-- Begin Available records --

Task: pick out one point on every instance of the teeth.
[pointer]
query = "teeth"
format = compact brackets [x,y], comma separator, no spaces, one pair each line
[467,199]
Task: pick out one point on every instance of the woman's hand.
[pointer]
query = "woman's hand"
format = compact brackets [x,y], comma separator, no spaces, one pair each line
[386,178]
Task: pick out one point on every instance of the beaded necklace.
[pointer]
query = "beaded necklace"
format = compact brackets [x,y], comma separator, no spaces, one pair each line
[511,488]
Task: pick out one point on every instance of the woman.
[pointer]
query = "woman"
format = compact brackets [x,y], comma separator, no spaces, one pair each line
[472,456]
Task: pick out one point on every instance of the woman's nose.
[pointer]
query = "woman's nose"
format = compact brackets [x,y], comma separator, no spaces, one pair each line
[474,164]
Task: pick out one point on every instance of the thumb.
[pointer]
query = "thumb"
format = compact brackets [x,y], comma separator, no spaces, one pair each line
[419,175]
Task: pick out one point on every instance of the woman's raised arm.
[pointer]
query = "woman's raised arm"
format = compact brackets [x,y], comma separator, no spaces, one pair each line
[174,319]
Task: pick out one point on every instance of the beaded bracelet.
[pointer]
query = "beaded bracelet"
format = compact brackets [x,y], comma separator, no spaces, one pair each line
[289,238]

-- End Available records --
-- Begin Available records --

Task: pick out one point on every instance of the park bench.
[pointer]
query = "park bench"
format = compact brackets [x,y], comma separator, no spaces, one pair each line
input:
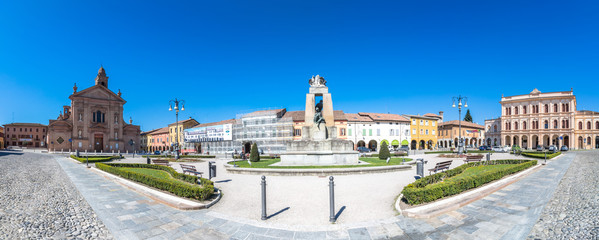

-- End Available records --

Which lines in the records above contain the word "raised"? Show every such line, treating uppercase and lowercase as different.

▶ Answer to the exercise
Task: pick out one point on every instance of the woman's raised arm.
query = "woman's raised arm"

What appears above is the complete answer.